* **EXERCISE DIRECTIONS**:
How many lines of the data below contain the word "jacket"? Give only the number.

-----

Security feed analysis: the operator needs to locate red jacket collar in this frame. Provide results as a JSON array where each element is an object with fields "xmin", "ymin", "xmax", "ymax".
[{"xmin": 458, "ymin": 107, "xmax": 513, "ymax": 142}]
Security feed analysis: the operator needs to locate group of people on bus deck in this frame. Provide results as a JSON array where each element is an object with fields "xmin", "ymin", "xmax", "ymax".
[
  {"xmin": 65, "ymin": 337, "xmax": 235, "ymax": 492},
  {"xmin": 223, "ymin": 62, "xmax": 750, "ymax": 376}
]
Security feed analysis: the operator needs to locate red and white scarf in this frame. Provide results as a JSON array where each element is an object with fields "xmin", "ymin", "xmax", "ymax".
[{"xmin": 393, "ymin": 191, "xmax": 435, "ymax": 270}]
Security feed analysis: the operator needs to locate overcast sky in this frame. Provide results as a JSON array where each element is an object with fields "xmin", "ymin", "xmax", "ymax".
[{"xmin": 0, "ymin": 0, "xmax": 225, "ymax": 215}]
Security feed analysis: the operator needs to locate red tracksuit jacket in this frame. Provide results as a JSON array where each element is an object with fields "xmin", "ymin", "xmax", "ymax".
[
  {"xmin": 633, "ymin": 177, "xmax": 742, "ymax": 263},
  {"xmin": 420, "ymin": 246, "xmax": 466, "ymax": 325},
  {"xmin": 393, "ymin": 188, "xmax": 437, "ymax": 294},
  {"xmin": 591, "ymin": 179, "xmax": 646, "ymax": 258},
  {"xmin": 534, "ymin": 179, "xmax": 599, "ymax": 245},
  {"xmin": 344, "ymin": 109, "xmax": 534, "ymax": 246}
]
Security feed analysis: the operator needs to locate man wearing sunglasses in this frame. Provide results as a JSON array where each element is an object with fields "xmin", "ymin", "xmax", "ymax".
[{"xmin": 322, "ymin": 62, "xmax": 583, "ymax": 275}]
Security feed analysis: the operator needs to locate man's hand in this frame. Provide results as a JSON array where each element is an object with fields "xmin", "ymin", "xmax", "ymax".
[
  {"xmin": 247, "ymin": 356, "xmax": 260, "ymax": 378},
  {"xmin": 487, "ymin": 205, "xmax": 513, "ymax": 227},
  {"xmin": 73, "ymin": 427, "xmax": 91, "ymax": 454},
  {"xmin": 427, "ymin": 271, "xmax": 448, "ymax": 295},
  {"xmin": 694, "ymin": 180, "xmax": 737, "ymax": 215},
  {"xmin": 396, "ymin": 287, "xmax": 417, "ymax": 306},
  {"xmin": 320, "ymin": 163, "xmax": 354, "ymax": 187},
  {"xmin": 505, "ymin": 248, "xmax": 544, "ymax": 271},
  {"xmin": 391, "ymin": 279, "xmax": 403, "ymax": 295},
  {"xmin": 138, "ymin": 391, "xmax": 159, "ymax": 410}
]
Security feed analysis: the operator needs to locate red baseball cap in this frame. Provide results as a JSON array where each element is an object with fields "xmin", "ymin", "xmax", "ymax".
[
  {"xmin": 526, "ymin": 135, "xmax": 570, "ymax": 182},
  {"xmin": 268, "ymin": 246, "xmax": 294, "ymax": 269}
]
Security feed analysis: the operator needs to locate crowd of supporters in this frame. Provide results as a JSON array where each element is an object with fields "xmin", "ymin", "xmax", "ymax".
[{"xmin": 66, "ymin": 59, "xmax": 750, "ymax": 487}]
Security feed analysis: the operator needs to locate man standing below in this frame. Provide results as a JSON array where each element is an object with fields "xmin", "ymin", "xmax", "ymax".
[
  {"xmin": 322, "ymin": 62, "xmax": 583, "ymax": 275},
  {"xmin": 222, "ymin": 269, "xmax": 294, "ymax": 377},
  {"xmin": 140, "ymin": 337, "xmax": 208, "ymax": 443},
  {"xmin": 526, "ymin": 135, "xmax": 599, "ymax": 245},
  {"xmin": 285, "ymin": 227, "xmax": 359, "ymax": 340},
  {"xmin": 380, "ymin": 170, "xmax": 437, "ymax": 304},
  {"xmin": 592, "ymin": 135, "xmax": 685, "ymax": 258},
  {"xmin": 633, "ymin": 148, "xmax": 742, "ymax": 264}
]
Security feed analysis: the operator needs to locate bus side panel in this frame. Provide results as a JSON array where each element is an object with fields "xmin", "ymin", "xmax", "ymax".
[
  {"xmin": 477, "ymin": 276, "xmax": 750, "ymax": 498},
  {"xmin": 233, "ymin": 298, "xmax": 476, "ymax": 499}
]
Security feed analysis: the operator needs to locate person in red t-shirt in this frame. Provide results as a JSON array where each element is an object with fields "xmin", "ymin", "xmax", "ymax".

-----

* **REPLY**:
2